[Aim of the exercise] Repeat exactly the lines from the one containing "Where can the dome" through the last line of the records below, both included, and nothing else.
───── Data to use ─────
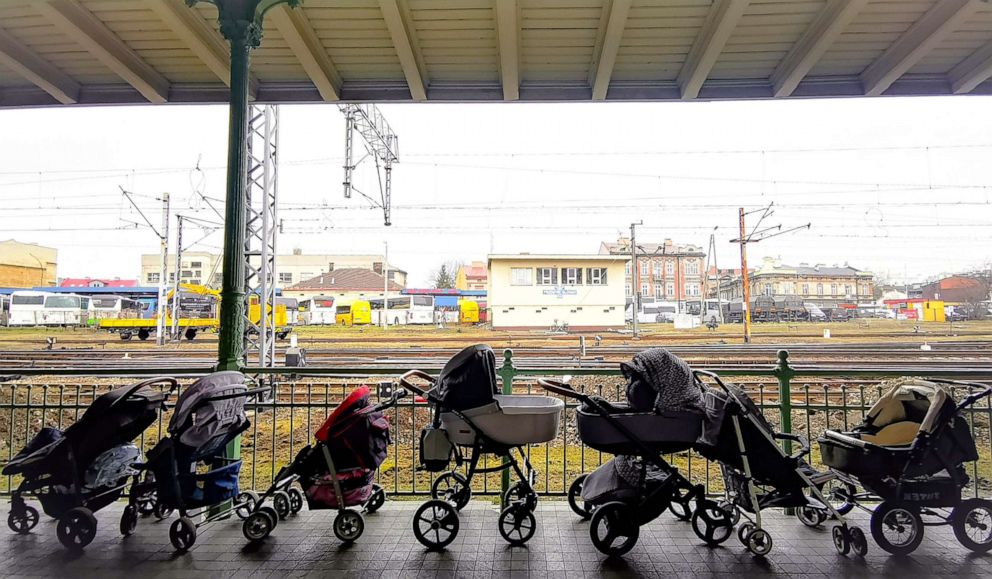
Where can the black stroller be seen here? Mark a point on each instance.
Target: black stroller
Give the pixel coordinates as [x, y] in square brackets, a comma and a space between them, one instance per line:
[336, 472]
[758, 474]
[910, 452]
[190, 471]
[469, 412]
[87, 467]
[663, 414]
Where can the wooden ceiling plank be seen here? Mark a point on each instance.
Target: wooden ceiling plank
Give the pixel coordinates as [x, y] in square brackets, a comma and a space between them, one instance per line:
[719, 25]
[39, 71]
[508, 38]
[926, 33]
[89, 32]
[403, 42]
[606, 60]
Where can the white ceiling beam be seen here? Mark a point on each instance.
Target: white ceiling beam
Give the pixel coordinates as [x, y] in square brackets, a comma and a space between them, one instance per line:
[39, 71]
[88, 31]
[926, 33]
[719, 25]
[972, 71]
[303, 41]
[610, 46]
[827, 27]
[196, 34]
[508, 36]
[405, 47]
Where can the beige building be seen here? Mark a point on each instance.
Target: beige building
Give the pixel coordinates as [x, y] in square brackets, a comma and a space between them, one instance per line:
[540, 291]
[25, 265]
[205, 268]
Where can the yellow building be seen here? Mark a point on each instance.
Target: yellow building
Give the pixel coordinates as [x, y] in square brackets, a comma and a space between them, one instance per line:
[540, 291]
[27, 265]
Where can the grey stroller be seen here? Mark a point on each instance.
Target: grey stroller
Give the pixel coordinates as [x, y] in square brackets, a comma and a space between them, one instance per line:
[470, 413]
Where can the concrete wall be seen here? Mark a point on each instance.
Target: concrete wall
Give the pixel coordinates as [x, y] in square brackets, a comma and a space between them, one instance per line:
[538, 306]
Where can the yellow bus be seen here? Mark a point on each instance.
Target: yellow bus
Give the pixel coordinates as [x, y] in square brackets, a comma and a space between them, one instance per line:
[357, 313]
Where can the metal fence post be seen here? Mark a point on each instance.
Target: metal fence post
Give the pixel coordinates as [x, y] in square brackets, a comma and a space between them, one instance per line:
[506, 373]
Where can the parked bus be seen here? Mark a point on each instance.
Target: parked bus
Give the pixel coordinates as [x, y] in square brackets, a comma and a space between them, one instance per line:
[403, 310]
[32, 308]
[317, 311]
[357, 313]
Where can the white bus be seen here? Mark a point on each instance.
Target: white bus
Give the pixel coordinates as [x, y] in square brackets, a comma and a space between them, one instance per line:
[317, 311]
[403, 310]
[31, 308]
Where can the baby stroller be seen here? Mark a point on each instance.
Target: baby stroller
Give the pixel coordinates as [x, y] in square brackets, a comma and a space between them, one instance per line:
[910, 452]
[759, 474]
[337, 471]
[190, 472]
[663, 414]
[76, 472]
[470, 413]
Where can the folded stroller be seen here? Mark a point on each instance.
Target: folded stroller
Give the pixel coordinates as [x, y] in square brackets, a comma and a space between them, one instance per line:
[759, 474]
[910, 452]
[663, 414]
[337, 471]
[76, 472]
[470, 413]
[190, 471]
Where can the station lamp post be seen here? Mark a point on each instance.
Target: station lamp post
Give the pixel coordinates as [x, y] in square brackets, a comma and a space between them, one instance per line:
[241, 24]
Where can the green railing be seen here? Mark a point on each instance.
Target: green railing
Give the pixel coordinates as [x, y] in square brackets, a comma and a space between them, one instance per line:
[805, 400]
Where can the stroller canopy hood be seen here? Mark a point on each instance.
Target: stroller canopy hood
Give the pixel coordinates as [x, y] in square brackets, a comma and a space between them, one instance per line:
[889, 409]
[468, 380]
[212, 417]
[659, 380]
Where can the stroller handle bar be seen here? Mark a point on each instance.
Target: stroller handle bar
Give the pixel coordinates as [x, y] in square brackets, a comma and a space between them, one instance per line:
[405, 381]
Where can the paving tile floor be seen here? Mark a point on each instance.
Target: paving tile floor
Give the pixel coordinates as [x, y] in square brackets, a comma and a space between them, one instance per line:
[305, 546]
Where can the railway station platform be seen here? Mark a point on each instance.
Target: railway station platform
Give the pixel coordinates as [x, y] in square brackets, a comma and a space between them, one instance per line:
[304, 546]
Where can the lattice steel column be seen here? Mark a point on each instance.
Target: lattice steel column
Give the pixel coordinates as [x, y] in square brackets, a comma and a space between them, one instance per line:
[261, 227]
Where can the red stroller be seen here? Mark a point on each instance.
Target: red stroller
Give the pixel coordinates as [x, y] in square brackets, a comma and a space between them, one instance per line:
[335, 472]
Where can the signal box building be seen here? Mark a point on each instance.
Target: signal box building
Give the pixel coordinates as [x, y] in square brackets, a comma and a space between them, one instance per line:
[541, 291]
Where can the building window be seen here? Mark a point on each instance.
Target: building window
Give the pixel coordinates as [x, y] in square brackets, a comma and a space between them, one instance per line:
[521, 276]
[547, 276]
[597, 276]
[571, 276]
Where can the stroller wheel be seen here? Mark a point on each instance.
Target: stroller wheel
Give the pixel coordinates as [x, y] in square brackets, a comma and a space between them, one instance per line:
[246, 501]
[579, 506]
[375, 501]
[972, 523]
[295, 500]
[76, 528]
[517, 524]
[897, 529]
[759, 542]
[859, 543]
[435, 524]
[22, 520]
[257, 526]
[452, 486]
[711, 523]
[129, 520]
[182, 533]
[348, 525]
[281, 502]
[613, 530]
[841, 538]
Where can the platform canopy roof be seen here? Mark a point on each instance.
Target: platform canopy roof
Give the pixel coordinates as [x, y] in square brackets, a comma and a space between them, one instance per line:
[139, 51]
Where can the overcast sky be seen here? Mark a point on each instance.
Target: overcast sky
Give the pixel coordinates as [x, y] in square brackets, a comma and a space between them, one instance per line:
[895, 186]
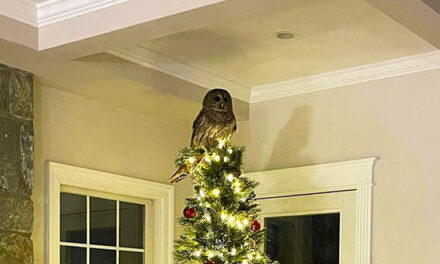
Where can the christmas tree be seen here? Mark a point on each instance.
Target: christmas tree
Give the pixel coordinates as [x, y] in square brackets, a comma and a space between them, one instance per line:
[220, 223]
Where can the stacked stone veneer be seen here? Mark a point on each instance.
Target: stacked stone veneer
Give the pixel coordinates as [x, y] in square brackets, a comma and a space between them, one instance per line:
[16, 166]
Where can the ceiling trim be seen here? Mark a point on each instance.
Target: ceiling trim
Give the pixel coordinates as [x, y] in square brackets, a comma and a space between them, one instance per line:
[150, 59]
[369, 72]
[51, 11]
[20, 10]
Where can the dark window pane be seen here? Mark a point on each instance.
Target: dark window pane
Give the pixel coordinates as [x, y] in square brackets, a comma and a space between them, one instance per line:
[131, 257]
[131, 225]
[102, 222]
[73, 218]
[101, 256]
[303, 239]
[72, 255]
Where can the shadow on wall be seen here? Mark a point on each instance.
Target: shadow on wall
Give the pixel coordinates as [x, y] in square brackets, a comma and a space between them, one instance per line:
[288, 148]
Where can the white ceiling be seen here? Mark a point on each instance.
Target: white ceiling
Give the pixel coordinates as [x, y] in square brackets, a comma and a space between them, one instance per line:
[175, 50]
[331, 35]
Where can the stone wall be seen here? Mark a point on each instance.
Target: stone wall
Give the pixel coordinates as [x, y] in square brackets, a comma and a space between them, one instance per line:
[16, 166]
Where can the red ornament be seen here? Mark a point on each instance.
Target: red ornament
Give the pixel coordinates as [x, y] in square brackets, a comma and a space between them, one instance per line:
[189, 212]
[256, 226]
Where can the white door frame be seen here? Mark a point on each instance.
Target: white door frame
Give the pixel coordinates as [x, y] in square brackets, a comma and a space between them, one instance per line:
[356, 175]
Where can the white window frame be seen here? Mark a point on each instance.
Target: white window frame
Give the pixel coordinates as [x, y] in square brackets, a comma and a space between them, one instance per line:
[353, 175]
[160, 229]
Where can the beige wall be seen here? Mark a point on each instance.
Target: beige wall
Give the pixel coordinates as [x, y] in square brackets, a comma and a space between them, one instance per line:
[395, 119]
[74, 130]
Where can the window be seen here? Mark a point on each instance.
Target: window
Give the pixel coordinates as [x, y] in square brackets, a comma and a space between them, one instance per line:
[97, 230]
[102, 218]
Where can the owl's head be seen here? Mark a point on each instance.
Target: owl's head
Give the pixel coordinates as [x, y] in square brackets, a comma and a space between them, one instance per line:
[218, 100]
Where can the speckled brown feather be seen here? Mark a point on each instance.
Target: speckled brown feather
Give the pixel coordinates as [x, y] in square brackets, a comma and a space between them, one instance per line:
[215, 122]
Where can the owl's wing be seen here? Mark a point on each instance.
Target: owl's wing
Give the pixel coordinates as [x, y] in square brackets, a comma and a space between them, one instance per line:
[196, 124]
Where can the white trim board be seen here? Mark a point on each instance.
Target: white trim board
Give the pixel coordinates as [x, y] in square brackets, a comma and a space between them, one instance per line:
[354, 175]
[162, 196]
[51, 11]
[364, 73]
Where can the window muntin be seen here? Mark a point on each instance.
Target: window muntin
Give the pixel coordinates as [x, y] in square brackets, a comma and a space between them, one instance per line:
[113, 232]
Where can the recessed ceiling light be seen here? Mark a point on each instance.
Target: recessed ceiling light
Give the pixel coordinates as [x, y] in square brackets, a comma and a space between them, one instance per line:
[285, 35]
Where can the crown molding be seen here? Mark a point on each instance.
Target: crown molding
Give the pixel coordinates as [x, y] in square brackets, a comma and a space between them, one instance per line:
[20, 10]
[51, 11]
[150, 59]
[369, 72]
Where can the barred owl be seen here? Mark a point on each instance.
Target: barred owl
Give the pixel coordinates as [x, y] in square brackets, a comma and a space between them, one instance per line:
[215, 122]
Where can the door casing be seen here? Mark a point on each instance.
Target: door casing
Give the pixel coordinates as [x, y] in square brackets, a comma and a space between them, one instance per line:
[355, 175]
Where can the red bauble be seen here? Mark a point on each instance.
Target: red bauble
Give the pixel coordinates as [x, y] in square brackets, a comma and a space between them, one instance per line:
[256, 226]
[189, 212]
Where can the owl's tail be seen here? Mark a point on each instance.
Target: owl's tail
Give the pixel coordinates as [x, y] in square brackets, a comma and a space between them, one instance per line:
[179, 175]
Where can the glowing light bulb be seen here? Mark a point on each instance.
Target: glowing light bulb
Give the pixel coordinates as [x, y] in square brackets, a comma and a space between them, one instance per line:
[230, 177]
[223, 216]
[216, 192]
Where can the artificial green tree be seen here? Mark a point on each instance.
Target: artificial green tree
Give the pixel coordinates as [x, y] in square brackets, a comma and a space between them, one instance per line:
[220, 223]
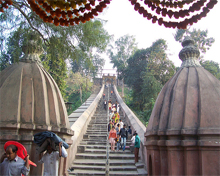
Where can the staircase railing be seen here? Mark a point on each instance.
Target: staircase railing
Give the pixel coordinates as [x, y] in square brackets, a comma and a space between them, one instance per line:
[107, 142]
[81, 124]
[135, 123]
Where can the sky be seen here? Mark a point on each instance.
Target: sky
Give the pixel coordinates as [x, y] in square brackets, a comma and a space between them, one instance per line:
[122, 19]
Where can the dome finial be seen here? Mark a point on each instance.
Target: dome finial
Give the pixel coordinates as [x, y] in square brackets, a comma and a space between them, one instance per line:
[190, 53]
[32, 49]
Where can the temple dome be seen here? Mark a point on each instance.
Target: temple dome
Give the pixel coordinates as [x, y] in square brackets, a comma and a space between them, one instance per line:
[183, 134]
[30, 98]
[189, 101]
─────
[Worked answer]
Where can the dome finial be seen here? Mark a point on each instance.
Target: dome finial
Give the pixel coordinates as [x, y] in square brackets, a comma and a space between them, one instance per line:
[190, 53]
[32, 49]
Where can the temple dome be seen here? Mark a point on each instance.
Target: temple dome
Give the pixel coordinates as [x, y] in square brackets, a comma and a space between them, one instance per line:
[183, 134]
[30, 98]
[189, 101]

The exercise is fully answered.